> **The task**
Exactly as given, restate each record that follows.

Source data below:

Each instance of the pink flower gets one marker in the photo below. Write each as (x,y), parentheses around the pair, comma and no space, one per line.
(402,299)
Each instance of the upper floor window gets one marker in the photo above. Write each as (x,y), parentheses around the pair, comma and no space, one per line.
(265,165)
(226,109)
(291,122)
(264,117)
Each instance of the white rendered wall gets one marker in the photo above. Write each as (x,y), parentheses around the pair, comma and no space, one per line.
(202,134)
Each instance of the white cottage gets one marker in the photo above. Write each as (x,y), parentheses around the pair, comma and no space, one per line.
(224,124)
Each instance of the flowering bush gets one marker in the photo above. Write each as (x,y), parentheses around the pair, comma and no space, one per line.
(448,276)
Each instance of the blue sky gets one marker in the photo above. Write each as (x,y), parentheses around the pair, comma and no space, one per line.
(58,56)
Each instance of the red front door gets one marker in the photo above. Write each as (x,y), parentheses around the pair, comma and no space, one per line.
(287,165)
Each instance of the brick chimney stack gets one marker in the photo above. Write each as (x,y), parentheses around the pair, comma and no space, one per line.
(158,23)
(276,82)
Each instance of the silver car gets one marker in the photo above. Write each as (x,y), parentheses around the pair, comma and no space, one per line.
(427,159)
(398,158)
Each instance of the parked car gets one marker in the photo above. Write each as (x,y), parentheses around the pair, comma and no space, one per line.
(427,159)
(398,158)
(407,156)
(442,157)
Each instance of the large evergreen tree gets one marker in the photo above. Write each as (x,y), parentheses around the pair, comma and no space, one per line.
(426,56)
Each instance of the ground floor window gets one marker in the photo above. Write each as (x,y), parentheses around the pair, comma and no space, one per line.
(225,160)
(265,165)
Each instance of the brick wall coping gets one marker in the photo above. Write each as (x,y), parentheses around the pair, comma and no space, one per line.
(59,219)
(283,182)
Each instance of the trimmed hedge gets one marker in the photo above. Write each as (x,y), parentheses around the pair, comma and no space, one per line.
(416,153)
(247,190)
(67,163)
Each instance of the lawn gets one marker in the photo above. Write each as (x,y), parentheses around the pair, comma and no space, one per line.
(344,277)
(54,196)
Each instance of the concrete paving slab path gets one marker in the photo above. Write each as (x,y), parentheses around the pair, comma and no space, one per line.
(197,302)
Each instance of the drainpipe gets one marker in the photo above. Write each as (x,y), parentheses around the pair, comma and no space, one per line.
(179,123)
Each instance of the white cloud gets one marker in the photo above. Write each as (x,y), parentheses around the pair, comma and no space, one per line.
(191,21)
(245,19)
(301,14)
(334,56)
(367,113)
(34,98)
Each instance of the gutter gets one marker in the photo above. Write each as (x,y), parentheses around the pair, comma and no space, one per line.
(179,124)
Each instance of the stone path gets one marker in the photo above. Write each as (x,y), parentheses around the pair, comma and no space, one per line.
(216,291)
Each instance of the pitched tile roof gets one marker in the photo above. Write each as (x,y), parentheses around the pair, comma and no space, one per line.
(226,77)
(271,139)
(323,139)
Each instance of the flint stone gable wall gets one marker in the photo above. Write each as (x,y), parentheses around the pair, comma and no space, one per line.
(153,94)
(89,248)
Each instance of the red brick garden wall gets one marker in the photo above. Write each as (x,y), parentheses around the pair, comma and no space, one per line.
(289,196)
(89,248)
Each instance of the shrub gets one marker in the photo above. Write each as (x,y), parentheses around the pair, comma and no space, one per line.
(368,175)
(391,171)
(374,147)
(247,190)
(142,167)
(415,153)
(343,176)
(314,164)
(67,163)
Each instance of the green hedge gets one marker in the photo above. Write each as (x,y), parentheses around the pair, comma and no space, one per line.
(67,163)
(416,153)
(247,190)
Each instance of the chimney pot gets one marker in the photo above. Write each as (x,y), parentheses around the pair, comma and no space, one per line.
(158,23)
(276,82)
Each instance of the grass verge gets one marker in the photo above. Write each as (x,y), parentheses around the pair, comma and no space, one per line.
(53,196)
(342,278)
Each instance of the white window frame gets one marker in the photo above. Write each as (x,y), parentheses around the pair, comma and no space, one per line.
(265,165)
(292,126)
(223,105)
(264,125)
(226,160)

End of Source data.

> **Exercise response**
Each instance of the pink flower gets one marker in the photo below. Write each as (x,y), parentheses around the pair, comma and no space, one per line.
(402,299)
Each instance of the upper floor window gets one marker in the photo above. Write each as (x,y), parentheses around the pair, comma and no space, one per line.
(265,165)
(226,109)
(291,122)
(264,117)
Each instance of the white rendered wall gets one marker in the photo above. Write each as (x,y), parentheses around the pair, comma and no space, one per line.
(202,134)
Each instance of the white cottage gets one marker in the photo above. Write each as (x,y), parentheses around the pair, comma and no space, one per line.
(224,124)
Each instance of the flowering bush gets one marker in the photo above. Write each as (x,y), parentheses around the pair, comma and no space, one per line.
(448,276)
Each instance of the blue sky gets one marker in the photo above. Write each as (x,y), parentheses around the pair, comma and no space, one per line.
(58,56)
Each instance of the red front door gets one marker in the photo above. Write each as (x,y), parentheses around the pair, comma and no space, one per line.
(287,165)
Each instance of the brick chimney stack gets one marker in the photo above. Write each as (x,y), parentheses around the pair, comma and no space, one per line.
(158,23)
(276,82)
Each instance of the silver car gets one marker in the photo above. Write each as (x,y), parentheses around the pair, comma and no space, one per line.
(427,159)
(398,158)
Each instance of the parked car gets one marker in the photo above. Write each as (x,y), parentheses around the pair, comma and no space, one per line.
(427,159)
(398,158)
(407,156)
(442,157)
Each instance of the large evergreen tree gets one marker in the photo above. Write each as (x,y), parentheses around the pair, comma and no space, one per line.
(426,56)
Each instance of the ground floor window gets one marker in the photo above. Write each as (x,y), parentheses around the pair, comma and no space, one per line.
(225,160)
(265,165)
Each instance of the brick wall coping gets one marker in the photo above. Write each as (x,y), parentheses around the pair, comma and no space, one per line.
(59,219)
(283,182)
Each instance of the trimmed hedge gets one marker in the photo above. Write each as (x,y), parentheses around the pair, comma and no space, one per line.
(416,153)
(247,190)
(67,163)
Each instance of the lawn gets one marker in the photo above. Write each as (x,y), parentheses around the pair, comma and no space, one per line.
(344,277)
(54,196)
Each instance of the concrete paving slab path gets one marker in the photo above. Write each as (x,y), parentheses around the pair, comma and no space, one per line.
(197,302)
Each instance of the drainpipe gets one marker in the photo above. Write each as (x,y), parentheses around the pair, comma and no space, one per line.
(179,123)
Each instance of the white cloud gets one marker in the photo above. Write each as (x,y), parentheses around the pair, comma and no space, one per line.
(191,21)
(245,19)
(301,14)
(334,56)
(367,113)
(34,98)
Each instance of the gutter gets one marker in the photo above. Write each as (x,y), parentheses around the pair, comma and no space, one per line.
(179,124)
Each instance of the stone path gets one marker in the photo above. Write each as (x,y), parentheses around the pair, comma and no space, one per line.
(216,291)
Each instance of the pitched tile roof gets one marker in the photo above. Write each as (x,y), parentheses around the pair, comma and no space, one per line.
(226,77)
(271,139)
(323,139)
Each instance of the flint stone gable wall gets one marker in the photo above. Write each as (x,y), parentheses around the pair, comma and no space, one per line.
(153,94)
(89,248)
Each instance of the red brick garden wall gets one marker in the photo above. Write each as (x,y), parentheses around the pair, comma and no space, one per line.
(289,196)
(89,248)
Each instance of the shrub gets one marker in the photo above. Write each as (x,y), parentheses around the pair, comma and no space, one per line.
(368,175)
(391,171)
(374,147)
(247,190)
(142,167)
(415,153)
(343,176)
(314,164)
(67,163)
Each instance of the green hedge gets one marker in the photo above. Write each as (x,y), parentheses around the pair, comma and no space, one per line.
(67,163)
(416,153)
(247,190)
Each instance of the chimney pot gets one marker in the photo above. Write each as (x,y), parentheses around the pair, comma and no space, one per line.
(158,23)
(276,82)
Each instance of the grass verge gets one marker in the photo above. Write each as (x,y), parentheses around the pair, comma and no space, one per line.
(53,196)
(342,278)
Each instance of the white window frame gets one marker in the photo above. Write each as (x,y), parentheses around the pair, comma and no space, one per line.
(265,165)
(292,126)
(223,105)
(264,125)
(226,160)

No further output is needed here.